GIVEN INSTRUCTION: Print the entries again without changes, beginning at the first line and continuing through the line containing "(1131, 571)", with both ends included.

Point-based annotation data:
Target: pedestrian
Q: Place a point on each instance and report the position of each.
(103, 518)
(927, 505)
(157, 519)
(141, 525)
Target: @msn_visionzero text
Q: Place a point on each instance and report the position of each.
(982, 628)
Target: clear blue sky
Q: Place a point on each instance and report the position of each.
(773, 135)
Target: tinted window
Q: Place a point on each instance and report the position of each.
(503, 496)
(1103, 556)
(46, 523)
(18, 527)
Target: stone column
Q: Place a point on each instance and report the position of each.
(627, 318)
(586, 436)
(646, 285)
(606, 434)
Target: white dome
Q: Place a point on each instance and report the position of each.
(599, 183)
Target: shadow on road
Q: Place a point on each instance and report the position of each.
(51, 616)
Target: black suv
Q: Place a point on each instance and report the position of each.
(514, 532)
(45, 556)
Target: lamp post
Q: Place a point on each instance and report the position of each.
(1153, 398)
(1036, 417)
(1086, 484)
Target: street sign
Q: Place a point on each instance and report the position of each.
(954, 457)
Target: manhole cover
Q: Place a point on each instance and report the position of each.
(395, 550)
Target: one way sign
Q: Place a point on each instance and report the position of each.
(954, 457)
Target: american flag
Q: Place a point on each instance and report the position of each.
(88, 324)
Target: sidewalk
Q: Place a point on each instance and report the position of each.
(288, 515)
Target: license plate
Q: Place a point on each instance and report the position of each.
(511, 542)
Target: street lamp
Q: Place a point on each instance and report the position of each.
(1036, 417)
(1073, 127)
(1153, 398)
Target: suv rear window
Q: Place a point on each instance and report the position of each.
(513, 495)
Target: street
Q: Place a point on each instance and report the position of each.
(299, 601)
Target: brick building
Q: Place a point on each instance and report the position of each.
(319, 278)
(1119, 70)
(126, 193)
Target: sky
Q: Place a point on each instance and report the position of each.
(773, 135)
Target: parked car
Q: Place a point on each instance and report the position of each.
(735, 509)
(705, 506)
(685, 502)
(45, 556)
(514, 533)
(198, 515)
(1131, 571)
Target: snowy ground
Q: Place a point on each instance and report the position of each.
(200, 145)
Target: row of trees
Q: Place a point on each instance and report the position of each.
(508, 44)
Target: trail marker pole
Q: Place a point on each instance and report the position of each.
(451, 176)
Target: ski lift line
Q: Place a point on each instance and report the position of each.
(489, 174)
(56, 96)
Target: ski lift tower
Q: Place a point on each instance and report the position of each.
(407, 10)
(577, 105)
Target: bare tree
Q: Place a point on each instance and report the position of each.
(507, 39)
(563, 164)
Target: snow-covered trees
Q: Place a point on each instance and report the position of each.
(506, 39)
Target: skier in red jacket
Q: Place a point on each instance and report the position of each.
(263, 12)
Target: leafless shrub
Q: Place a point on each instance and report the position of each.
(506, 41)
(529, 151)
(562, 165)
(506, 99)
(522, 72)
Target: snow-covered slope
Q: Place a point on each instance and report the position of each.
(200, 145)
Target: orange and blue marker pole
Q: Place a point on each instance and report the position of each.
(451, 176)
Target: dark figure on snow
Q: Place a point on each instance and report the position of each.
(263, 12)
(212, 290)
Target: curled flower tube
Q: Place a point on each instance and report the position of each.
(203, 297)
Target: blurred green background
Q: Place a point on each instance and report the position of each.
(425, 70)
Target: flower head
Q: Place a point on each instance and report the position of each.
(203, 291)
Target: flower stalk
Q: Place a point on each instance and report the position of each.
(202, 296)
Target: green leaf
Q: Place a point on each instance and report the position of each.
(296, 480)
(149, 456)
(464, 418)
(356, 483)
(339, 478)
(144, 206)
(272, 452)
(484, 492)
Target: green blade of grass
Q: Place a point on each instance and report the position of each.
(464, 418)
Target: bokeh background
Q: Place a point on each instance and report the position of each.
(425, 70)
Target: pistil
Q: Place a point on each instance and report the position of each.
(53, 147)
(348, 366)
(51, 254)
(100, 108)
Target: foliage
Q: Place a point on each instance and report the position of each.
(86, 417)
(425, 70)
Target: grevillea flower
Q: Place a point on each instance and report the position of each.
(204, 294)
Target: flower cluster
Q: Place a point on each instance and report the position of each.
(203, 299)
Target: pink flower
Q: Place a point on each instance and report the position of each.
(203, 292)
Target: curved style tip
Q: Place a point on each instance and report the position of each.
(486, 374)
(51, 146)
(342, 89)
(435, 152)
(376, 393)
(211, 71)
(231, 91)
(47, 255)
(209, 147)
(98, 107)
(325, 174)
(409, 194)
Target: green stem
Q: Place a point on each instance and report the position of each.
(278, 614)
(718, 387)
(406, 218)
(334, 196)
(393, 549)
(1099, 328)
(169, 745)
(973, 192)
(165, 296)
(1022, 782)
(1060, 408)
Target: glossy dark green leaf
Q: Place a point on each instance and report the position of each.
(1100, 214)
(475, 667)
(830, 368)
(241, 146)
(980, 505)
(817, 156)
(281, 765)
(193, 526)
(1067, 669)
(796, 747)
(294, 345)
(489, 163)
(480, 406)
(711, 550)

FINAL RESULT:
Target: pedestrian
Q: Place a point on each instance and report the position of each.
(103, 518)
(927, 505)
(157, 519)
(141, 525)
Target: @msn_visionzero text
Q: Place a point on each instance and report the position of each.
(982, 628)
Target: clear blue sky
Q: Place a point on each instance and report the position of each.
(773, 135)
Target: tinted window
Q: Place a point on each instance and report the position of each.
(503, 496)
(1103, 556)
(46, 523)
(18, 527)
Target: stone column
Q: Place a point on each instance and report the position of each.
(627, 318)
(586, 436)
(646, 285)
(606, 434)
Target: white dome
Q: Place a point on each instance and report the position of each.
(599, 183)
Target: shadow on road
Q: Place a point on each instance and report the position of each.
(51, 616)
Target: black suv
Q: Place a point on each instance and report the position of each.
(514, 532)
(45, 556)
Target: lamp post
Q: Place a point on each instance and report the position of each.
(1153, 398)
(1036, 417)
(1086, 484)
Target: street sign
Q: Place a point on each instance and report the position of each.
(954, 457)
Target: manhole cover
Q: Place a point on each instance and report the position of each.
(395, 550)
Target: one way sign
Q: Place a point on each instance and report the position of each.
(954, 457)
Target: american flag
Q: Place a point on each instance and report the position of each.
(88, 324)
Target: sidewalk
Q: Place a point on each instance and report the position of each.
(288, 515)
Target: license plate
Q: Place a point on each instance and report the position of each.
(511, 542)
Target: street lamp
Q: Place a point on each instance and report the position of each.
(1036, 417)
(1073, 127)
(1153, 398)
Target: suv rear window
Q: Place a point on each instance and report the position of each.
(513, 495)
Target: street
Q: Place a point on each instance and report the position of each.
(299, 601)
Target: brick building
Q: Place a point on each instance and report the position of each.
(319, 278)
(1119, 70)
(126, 193)
Target: sky
Q: Place a point on each instance and report the position of each.
(773, 135)
Target: parked car
Q: Place a point on each instance and report the position of each.
(735, 509)
(705, 506)
(685, 502)
(45, 556)
(514, 533)
(198, 515)
(1131, 571)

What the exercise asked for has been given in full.